**EXTRAIT DU TEXTE:**
<<<<

Monsieur le Président,
Monsieur la Ministre,
Mes chers Collègues,
Une fois encore, vous récidivez. Vous m’obligez à m’élever contre vos méthodes. Ce fut le cas lors de l’examen du projet de loi bioéthique, et c’est le cas aujourd’hui, avec une proposition de loi sortie du chapeau de nos collègues présidents de conseils généraux.
Une inscription tardive à l’ordre du jour du Sénat. La saisine qui n’en n’est pas vraiment une d’ailleurs de la commission des finances pour avis qui ne se traduit même pas par la présentation d’un rapport alors qu’en 2001, lors de l’examen de la loi instaurant l’APA, la dite commission avait pris en charge la question du financement. Proposant à l’occasion des amendements équilibrant davantage la participation de l’Etat et celle des départements mais également maintenant la récupération sur succession.
Bref, beaucoup de précipitation pour démanteler l’APA et trouver une solution aux difficultés financières des Conseils généraux.
Ma collègue Michelle Demessine reviendra tout à l’heure sur les conséquences de ces méthodes de travail à l’égard de choix de société aussi fondamentaux.
Je tenais toutefois, dès à présent à vous faire part une nouvelle fois du profond mécontentement du groupe "Communiste, Républicain et Citoyen".
Est-il besoin de rappeler que l’APA a été unanimement saluée lors de sa mise en place, en remplacement de la PSD, au 1er janvier 2002.

>>>>

**OBJECTIF DU TRAVAIL:**
Changez « mécontentement » en « désaccord » dans le passage du discours sur l'APA qui commence par « Ma collègue Michelle » et se termine par « 1er janvier 2002. », puis recopiez ce passage.

**INFORMATIONS FOURNIES:**

<<<<

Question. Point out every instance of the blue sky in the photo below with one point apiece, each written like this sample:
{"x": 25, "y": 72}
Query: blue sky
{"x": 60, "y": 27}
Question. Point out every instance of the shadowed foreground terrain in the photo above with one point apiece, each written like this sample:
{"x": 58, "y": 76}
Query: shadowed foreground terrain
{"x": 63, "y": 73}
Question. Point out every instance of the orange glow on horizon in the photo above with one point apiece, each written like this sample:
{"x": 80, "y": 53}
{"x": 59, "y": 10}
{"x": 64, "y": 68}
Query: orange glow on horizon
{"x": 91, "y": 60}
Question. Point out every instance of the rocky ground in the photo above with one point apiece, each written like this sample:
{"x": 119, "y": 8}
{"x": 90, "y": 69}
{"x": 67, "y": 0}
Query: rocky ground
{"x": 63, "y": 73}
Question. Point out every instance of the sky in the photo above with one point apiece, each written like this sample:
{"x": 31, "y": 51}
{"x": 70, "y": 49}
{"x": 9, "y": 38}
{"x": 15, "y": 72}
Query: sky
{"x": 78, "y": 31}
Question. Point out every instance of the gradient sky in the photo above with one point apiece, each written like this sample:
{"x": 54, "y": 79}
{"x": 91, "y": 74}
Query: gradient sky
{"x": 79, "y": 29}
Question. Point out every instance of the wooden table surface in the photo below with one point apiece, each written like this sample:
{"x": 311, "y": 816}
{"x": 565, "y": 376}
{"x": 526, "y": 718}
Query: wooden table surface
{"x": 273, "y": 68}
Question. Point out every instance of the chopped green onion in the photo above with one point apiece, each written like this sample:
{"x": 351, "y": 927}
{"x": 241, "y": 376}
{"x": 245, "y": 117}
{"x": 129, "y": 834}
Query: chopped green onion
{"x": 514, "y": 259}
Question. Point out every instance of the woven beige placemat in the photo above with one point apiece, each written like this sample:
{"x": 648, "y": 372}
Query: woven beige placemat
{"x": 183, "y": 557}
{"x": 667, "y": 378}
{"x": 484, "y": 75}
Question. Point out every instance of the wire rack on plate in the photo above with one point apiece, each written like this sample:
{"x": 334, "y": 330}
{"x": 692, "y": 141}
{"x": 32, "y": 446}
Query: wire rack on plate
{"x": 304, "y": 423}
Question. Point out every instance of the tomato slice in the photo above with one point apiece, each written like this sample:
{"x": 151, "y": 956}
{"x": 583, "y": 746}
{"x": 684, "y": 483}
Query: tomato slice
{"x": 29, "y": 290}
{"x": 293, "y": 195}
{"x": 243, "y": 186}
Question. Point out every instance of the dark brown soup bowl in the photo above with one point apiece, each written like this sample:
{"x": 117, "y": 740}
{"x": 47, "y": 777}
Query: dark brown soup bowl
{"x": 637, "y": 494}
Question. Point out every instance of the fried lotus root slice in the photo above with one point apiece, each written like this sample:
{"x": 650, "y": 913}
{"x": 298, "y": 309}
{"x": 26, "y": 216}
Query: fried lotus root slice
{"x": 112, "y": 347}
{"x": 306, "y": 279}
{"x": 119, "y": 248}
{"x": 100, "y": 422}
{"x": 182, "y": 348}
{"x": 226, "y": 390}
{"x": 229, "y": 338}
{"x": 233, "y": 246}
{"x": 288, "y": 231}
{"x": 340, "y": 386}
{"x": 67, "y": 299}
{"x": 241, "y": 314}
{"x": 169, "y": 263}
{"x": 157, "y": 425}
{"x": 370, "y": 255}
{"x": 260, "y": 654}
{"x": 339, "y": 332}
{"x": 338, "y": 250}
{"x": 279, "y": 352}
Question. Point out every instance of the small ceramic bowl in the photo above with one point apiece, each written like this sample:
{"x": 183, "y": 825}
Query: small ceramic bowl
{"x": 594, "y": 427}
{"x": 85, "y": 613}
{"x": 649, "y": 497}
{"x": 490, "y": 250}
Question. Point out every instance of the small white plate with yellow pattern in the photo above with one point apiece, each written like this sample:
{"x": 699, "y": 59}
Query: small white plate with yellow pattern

>>>>

**LA RÉPONSE:**
Ma collègue Michelle Demessine reviendra tout à l’heure sur les conséquences de ces méthodes de travail à l’égard de choix de société aussi fondamentaux.
Je tenais toutefois, dès à présent à vous faire part une nouvelle fois du profond désaccord du groupe "Communiste, Républicain et Citoyen".
Est-il besoin de rappeler que l’APA a été unanimement saluée lors de sa mise en place, en remplacement de la PSD, au 1er janvier 2002.